• **EXTRACTED MATERIAL**:
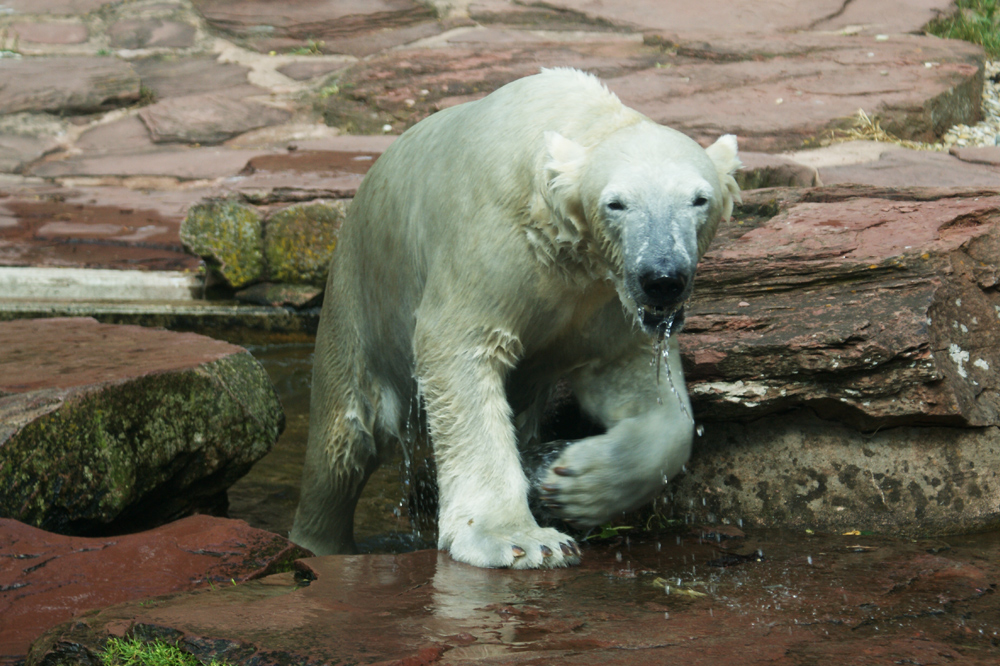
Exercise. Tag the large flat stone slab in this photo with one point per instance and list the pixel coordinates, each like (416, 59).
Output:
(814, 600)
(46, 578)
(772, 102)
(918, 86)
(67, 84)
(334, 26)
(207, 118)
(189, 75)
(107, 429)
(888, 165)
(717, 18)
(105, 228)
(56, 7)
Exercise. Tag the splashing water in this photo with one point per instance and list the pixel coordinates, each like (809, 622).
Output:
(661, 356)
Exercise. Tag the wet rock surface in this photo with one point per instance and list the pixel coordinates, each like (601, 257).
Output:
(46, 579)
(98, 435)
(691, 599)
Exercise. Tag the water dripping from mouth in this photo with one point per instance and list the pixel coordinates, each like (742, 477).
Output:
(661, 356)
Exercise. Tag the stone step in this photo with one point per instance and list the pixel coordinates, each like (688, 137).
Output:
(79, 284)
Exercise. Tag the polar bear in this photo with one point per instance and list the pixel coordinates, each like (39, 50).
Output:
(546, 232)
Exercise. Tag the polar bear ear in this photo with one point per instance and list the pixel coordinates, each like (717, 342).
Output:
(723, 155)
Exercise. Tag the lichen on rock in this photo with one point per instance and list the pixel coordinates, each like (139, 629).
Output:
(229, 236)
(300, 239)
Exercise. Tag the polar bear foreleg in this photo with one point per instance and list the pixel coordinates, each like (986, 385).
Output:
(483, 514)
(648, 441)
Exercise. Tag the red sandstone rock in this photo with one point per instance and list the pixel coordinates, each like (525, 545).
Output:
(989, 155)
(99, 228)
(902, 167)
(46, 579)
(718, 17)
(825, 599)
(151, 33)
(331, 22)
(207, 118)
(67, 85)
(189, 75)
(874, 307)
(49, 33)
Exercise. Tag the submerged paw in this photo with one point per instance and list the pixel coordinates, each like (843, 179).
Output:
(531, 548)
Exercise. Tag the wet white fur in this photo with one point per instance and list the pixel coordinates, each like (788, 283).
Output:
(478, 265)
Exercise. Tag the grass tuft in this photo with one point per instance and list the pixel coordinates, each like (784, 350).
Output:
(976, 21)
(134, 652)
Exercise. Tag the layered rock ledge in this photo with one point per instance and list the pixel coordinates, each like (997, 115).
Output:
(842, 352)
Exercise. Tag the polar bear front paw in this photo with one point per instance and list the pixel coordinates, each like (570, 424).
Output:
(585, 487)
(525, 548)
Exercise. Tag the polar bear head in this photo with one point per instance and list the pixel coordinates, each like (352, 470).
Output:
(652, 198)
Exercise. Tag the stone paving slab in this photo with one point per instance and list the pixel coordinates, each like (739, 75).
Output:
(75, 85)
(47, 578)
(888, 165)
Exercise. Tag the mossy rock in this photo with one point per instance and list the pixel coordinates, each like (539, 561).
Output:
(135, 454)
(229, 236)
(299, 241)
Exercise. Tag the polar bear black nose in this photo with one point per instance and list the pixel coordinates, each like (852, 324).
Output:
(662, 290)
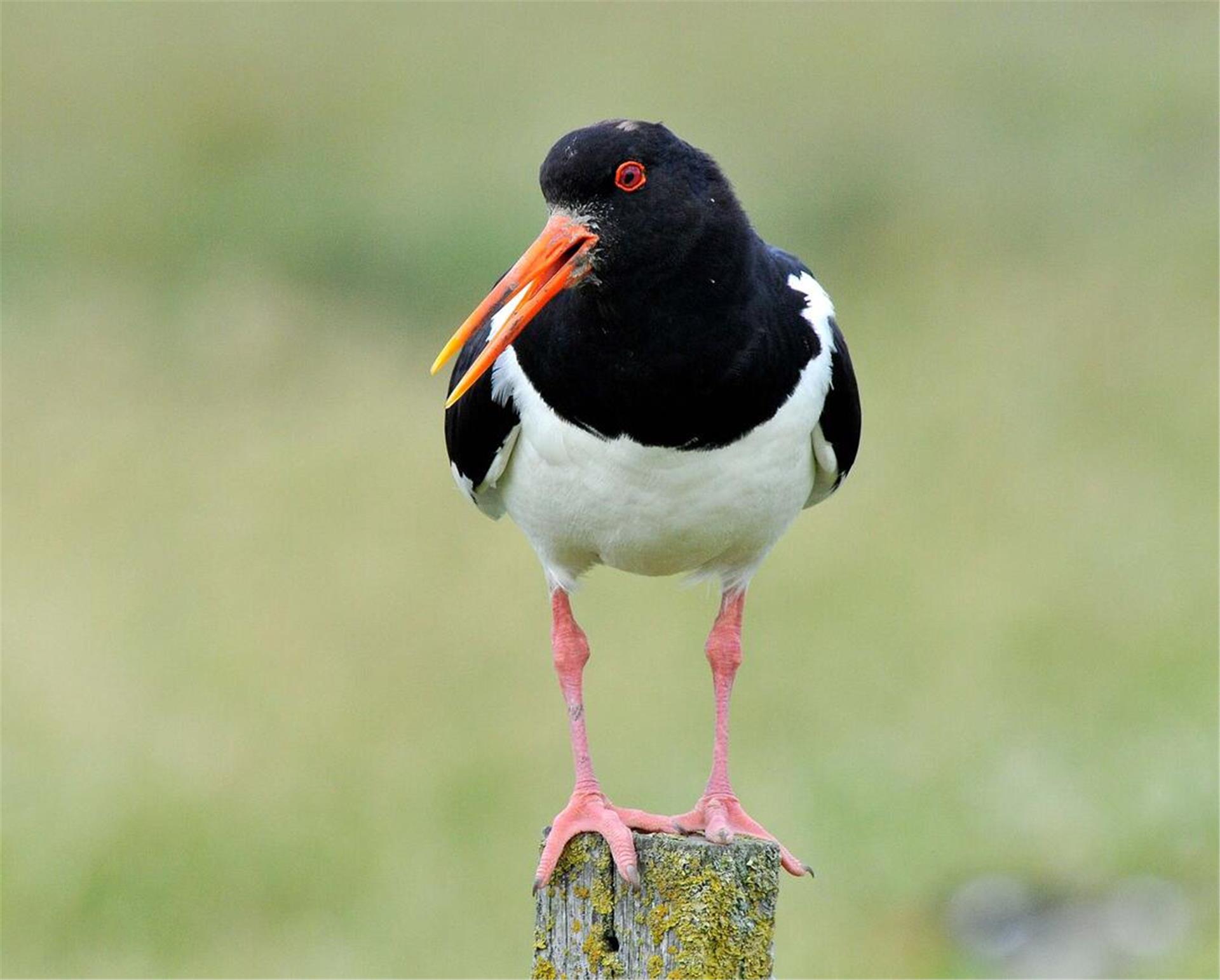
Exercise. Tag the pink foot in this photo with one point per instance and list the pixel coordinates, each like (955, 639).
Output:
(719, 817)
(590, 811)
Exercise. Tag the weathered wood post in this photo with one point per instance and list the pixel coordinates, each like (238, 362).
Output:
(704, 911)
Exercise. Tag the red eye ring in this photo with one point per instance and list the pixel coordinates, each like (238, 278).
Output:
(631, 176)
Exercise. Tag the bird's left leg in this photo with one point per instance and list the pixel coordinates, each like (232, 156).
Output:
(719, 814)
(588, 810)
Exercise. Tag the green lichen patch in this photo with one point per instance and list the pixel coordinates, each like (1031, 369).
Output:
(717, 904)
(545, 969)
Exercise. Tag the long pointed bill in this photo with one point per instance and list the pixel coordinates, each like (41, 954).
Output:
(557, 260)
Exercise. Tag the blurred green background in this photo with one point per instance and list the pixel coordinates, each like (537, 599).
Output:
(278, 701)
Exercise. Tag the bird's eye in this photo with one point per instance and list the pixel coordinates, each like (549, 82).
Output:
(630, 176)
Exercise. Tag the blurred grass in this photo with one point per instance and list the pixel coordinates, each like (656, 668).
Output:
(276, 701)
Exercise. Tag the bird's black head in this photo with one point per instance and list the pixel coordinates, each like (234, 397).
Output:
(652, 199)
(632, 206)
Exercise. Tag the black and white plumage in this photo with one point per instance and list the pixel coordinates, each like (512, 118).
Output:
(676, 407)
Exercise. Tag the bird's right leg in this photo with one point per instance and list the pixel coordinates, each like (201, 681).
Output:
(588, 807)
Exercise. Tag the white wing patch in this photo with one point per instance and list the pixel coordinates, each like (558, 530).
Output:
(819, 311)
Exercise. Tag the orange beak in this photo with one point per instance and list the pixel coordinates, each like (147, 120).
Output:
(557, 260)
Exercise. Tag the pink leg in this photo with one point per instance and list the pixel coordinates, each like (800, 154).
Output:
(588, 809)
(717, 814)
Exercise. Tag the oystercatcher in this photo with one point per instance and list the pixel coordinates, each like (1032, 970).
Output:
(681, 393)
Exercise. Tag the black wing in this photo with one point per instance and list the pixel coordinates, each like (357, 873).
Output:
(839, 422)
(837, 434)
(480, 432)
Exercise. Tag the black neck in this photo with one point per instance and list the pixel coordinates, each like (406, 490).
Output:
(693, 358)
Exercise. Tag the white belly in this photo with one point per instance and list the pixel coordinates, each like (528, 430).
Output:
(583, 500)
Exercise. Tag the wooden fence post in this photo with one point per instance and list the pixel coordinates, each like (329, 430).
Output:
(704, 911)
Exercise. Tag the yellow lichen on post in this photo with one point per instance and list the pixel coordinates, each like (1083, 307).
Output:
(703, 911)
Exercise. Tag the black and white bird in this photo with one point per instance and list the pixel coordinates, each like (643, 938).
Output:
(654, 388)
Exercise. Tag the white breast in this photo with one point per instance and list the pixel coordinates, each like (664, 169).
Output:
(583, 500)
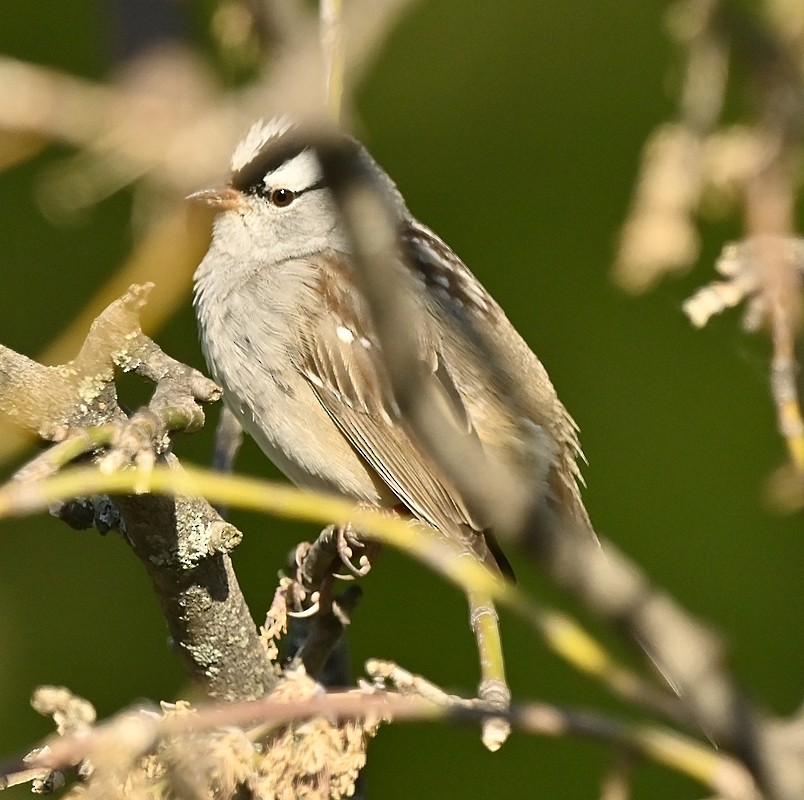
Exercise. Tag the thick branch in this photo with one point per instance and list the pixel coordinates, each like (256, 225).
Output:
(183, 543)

• **WHAT THE TASK REQUIRES**: Wherever the string "black" occurs in the records, copy the line it is in.

• **EXERCISE SOLUTION**:
Exercise. Tag the polar bear black nose in this photo with one point per instance and list the pixel coordinates, each like (852, 324).
Exercise. Tag the bird's black head in this photo with one point per instance and list the pixel coordinates, each like (234, 397).
Exercise. Tag the black and white plumage in this photo with one point per instance and list the pixel coordinates, each like (512, 118).
Exercise. Tag the black wing in this photo with one point per instance and list the pixel coordinates, each like (357, 873).
Exercise. Tag the black neck in this photo with one point per instance and list the pixel coordinates, each like (406, 490).
Exercise. Tag the black and white bird in this photo with one point per instance and list the pixel coordinates, each like (643, 938).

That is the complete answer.